# Exercise
Quote the records beneath, complete and exact. Leave out images.
____ Record set
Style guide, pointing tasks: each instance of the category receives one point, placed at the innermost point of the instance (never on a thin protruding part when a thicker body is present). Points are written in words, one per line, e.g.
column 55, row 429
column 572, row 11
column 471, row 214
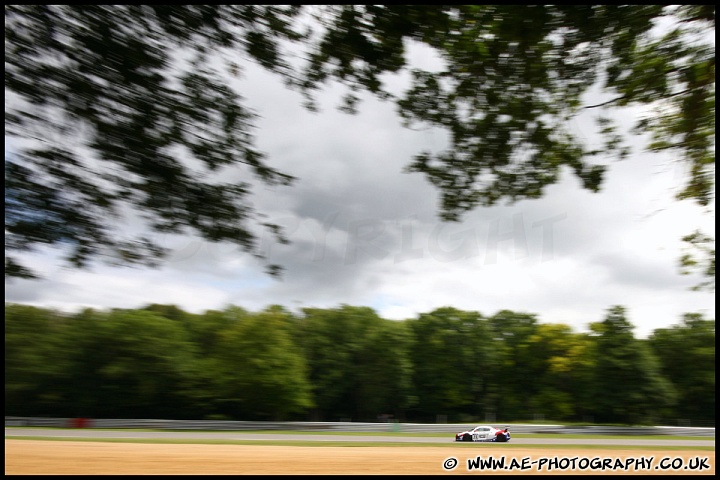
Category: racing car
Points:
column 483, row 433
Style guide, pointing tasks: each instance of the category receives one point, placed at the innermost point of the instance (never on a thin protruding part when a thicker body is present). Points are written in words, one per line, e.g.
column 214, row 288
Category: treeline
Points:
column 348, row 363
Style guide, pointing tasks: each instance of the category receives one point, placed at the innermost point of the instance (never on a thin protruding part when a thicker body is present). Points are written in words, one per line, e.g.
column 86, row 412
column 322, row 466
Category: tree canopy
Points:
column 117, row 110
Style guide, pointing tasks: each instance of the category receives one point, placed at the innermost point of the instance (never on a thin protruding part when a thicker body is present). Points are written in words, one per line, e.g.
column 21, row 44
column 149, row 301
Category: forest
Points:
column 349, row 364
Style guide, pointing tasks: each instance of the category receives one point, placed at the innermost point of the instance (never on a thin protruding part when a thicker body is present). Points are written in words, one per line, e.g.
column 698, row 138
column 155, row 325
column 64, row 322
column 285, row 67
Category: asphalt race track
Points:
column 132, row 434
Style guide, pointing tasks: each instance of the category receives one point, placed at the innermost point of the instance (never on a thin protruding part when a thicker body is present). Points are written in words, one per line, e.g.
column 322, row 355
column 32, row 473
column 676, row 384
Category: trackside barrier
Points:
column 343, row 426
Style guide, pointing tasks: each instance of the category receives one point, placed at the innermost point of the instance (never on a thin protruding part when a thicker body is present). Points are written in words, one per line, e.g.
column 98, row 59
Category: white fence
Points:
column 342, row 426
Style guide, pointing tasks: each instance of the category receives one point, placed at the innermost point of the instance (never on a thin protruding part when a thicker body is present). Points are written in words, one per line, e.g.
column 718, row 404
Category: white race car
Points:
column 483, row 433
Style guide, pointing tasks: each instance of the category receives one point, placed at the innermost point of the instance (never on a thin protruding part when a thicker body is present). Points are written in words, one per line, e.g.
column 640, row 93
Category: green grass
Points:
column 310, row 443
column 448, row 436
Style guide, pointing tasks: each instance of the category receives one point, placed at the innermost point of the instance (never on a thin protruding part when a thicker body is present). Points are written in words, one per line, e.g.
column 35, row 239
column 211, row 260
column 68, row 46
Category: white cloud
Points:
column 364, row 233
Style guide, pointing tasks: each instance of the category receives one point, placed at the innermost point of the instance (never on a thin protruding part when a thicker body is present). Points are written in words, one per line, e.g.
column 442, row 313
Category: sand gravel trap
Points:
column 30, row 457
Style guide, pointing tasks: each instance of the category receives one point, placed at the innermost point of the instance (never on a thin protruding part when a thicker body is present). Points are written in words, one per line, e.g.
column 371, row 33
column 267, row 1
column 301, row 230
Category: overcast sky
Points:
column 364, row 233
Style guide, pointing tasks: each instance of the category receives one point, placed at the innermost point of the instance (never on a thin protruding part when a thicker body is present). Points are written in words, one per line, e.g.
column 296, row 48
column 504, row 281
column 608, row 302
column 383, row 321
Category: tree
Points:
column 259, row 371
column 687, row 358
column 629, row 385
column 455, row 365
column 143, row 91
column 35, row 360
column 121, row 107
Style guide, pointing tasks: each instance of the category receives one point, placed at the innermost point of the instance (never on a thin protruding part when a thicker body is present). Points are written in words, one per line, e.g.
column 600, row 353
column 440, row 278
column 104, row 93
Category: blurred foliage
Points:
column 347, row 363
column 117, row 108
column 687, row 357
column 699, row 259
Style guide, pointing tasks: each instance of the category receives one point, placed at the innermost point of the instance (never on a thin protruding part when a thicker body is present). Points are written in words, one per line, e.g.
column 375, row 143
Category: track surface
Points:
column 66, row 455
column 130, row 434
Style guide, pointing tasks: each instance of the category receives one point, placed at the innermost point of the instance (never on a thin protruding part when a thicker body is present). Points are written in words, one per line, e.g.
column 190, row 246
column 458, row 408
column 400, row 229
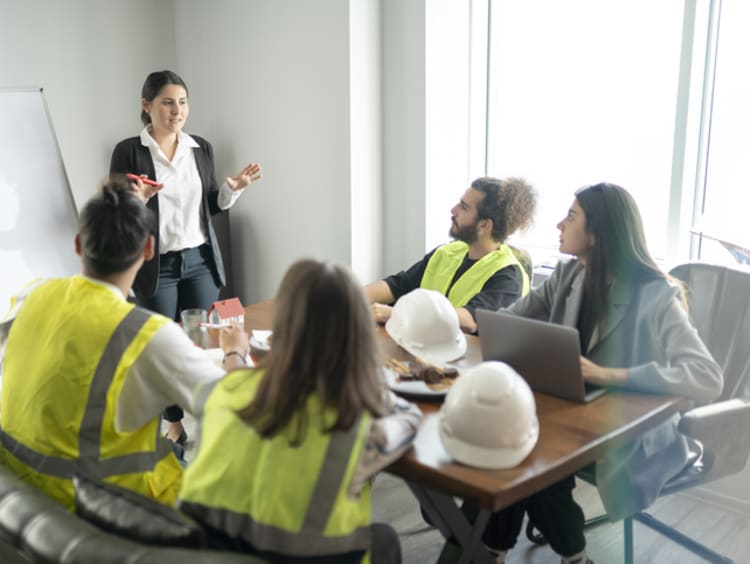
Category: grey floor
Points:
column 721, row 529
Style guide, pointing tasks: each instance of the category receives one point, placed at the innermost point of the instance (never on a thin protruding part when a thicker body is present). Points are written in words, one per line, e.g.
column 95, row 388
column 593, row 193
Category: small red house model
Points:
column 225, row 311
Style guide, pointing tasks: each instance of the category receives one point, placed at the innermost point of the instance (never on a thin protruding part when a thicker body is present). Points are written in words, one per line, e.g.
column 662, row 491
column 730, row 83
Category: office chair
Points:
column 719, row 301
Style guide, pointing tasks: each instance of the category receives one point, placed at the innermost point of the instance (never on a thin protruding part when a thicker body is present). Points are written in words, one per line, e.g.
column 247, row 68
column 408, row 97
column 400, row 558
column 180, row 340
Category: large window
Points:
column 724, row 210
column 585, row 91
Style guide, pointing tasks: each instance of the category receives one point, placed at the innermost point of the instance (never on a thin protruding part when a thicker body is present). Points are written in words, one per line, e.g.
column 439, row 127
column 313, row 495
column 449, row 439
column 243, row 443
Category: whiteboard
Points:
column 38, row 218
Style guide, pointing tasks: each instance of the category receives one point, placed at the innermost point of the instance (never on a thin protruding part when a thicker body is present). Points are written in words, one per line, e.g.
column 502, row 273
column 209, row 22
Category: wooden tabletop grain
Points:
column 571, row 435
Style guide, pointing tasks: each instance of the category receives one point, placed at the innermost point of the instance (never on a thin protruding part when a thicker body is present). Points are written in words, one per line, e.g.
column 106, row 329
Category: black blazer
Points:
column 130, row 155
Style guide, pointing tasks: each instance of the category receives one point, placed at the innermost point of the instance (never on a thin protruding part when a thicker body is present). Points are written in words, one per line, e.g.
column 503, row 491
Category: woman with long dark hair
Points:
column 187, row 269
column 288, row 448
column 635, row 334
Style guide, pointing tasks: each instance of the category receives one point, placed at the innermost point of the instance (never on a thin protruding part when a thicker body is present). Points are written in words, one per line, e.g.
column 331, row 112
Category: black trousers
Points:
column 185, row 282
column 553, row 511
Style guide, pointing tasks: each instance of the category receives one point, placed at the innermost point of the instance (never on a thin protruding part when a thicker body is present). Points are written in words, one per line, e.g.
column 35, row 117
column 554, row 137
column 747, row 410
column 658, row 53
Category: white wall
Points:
________
# Response to the exercise
Style guide, pointing tasks: each instance of the category receives one point, placed at the innermost point of the instance (never on a thin protruding part when a thicker body is present). Points are written in words, one per line, e.g.
column 55, row 429
column 572, row 11
column 471, row 214
Category: racing car
Points:
column 483, row 433
Style guide, pointing tasks: each instance of the category receives one point, placed at the innermost point of the instance (never on a thin protruding part when a thicker body is present). Points are written in words, one per line, e.g.
column 214, row 288
Category: treeline
Points:
column 348, row 363
Style guide, pointing tasks: each instance of the category receives one point, placed at the innermost point of the instance (never on a thin protruding part when a thicker body is present). Points are written in words, one per line, e.g.
column 86, row 412
column 322, row 466
Category: tree canopy
Points:
column 117, row 110
Style guide, pointing tasks: each instance of the category receives one point, placed at the innermost point of the instance (never on a thin protruding part when a thicker body is present). Points are written in words, one per line, e.g.
column 21, row 44
column 149, row 301
Category: forest
Points:
column 349, row 364
Style guide, pointing tasks: each instance of the category receives one point, placed at the innermost point of the instance (never on a thin protruding part when a thicker body is present). Points are written in words, one per line, e.g.
column 698, row 138
column 155, row 325
column 64, row 322
column 285, row 67
Category: asphalt race track
Points:
column 132, row 434
Style guide, pointing tasks: each instance of the category receives one point, placed at the innermost point of the instance (never on a thin protruding part when a thicker body is present). Points are written in words, one per line, e.g.
column 322, row 355
column 32, row 473
column 676, row 384
Category: trackside barrier
Points:
column 343, row 426
Style guide, pointing tasks: each instance of the category receives one point, placed at the innermost point of the instance (never on a thin protruding part when a thicker body is present). Points are written in words, one per line, e.g.
column 98, row 59
Category: white fence
Points:
column 342, row 426
Style guide, pointing tasks: each instance of the category receives one point, placed at the innermost point of the instance (never on a thin protruding part when a thicker body is present). Points are written in words, one per line, e.g.
column 718, row 404
Category: white race car
Points:
column 483, row 433
Style guide, pointing tasks: each instance of the category receives one point, placed at the innermost point of the instance (never on a thin protruding part when a thicker body is present). Points are written in words, one per line, e.g.
column 640, row 93
Category: green grass
Points:
column 310, row 443
column 448, row 436
Style guide, pointing tasks: each instance of the category receives one point, placed at the innermost point of the instance (never on a thin protruding part when a thicker body is present). Points are written in words, one per line, e.g.
column 35, row 239
column 211, row 260
column 68, row 46
Category: white cloud
Points:
column 364, row 233
Style guide, pointing tasks: each instance of the category receives one point, placed at the innermost point of the instance (never on a thin protruding part when a thicker body is present). Points are written in words, one per line, e.g.
column 442, row 313
Category: sand gravel trap
Points:
column 30, row 457
Style guide, pointing tasks: each instance of the category receives one point, placed at the innermost point of the instance (never on a thin protruding part when a thicker body is present). Points are written in words, one per line, e.g.
column 371, row 33
column 267, row 1
column 301, row 230
Category: overcast sky
Points:
column 364, row 233
Style guide, pointing tasks: each instance of the category receives one point, placed at the innermost point of the instance (never on a thin protruding part when a thicker body is present). Points are written in words, one per line, e.g.
column 296, row 48
column 504, row 281
column 608, row 302
column 383, row 321
Category: tree
Points:
column 259, row 371
column 687, row 358
column 629, row 385
column 455, row 365
column 143, row 91
column 35, row 360
column 121, row 107
Style guide, pointing tasks: each instance of the category receives one point, placed at the innermost point of the instance (never on a thin protruding part when a thicker body is present). Points are written in words, one per line, e.g.
column 600, row 353
column 440, row 278
column 104, row 93
Category: blurred foliage
Points:
column 347, row 363
column 117, row 108
column 687, row 357
column 699, row 259
Style guide, pointing tasks: each instance of the category receives one point, placed at the innermost point of the instance (never on a thin protruding part when a thicker body is present). Points are written in words, one per line, e.g.
column 375, row 143
Category: track surface
Points:
column 66, row 455
column 130, row 434
Style guide, pointing tasks: each instance of the category receives one point, placed at the innermost point of the instance (never on a thin protruding part when a thicker body is present). Points are written in words, one per line, e.g.
column 190, row 246
column 458, row 408
column 400, row 229
Category: grey floor
Points:
column 721, row 529
Style guide, pointing tasks: each instance of the category receives one point, placed at the innermost point of the instance (never on a thin protruding part when a thicker body is present). Points are written in words, one per line, e.g.
column 95, row 388
column 593, row 193
Category: small red house model
Points:
column 225, row 311
Style guide, pointing tasks: each instance of the category receives one point, placed at the innermost point of the instance (never on a thin protruding part when a thicker body is present). Points are written in words, one per line, e.g.
column 662, row 491
column 730, row 83
Category: office chair
Points:
column 719, row 301
Style guide, pointing tasks: each instance of the category receives one point, placed at the innermost point of the instance (never on a thin protruding part when a thicker body is present). Points are written in words, one per line, e.g.
column 247, row 68
column 408, row 97
column 400, row 558
column 180, row 340
Category: large window
Points:
column 724, row 210
column 585, row 91
Style guide, pointing tasks: each instance of the category receives one point, placed at the innermost point of the instance (never on a thin protruding part when a thicker body is present). Points are written in words, one per line, e.g.
column 439, row 127
column 313, row 495
column 449, row 439
column 243, row 443
Category: whiteboard
Points:
column 38, row 218
Style guide, pointing tasks: each instance of the category receives one point, placed at the innermost point of the instance (never on a thin protruding part when a thicker body is present). Points are written in words, one per line, e.g.
column 502, row 273
column 209, row 22
Category: wooden tabletop grain
Points:
column 571, row 435
Style guide, pointing tasks: each instance of the category receives one point, placed at the innermost point of the instance (never on a thin protruding part when a thicker body is present). Points are written in words, one per line, e.g.
column 106, row 329
Category: black blazer
Points:
column 130, row 155
Style guide, pointing tasks: each instance of the category receives one point, placed at the innermost point of the instance (never on a thin protruding part when a thicker body is present). Points are written in words, one per line, e.g.
column 503, row 491
Category: woman with long dark hair
Points:
column 187, row 269
column 288, row 448
column 635, row 334
Style guide, pointing tasks: each instance of the category receives one point, placed at the innermost point of the instance (never on a thin protruding part when a thicker body is present). Points are written in words, one per line, e.g.
column 331, row 112
Category: black trousers
Points:
column 185, row 282
column 553, row 511
Style guide, pointing tasks: each instance of the category receives one point, placed at the innermost point of the instance (never on a thin protruding part when a thicker body is present). Points are written in words, one per line, e.g.
column 35, row 117
column 554, row 137
column 747, row 410
column 658, row 53
Category: white wall
Points:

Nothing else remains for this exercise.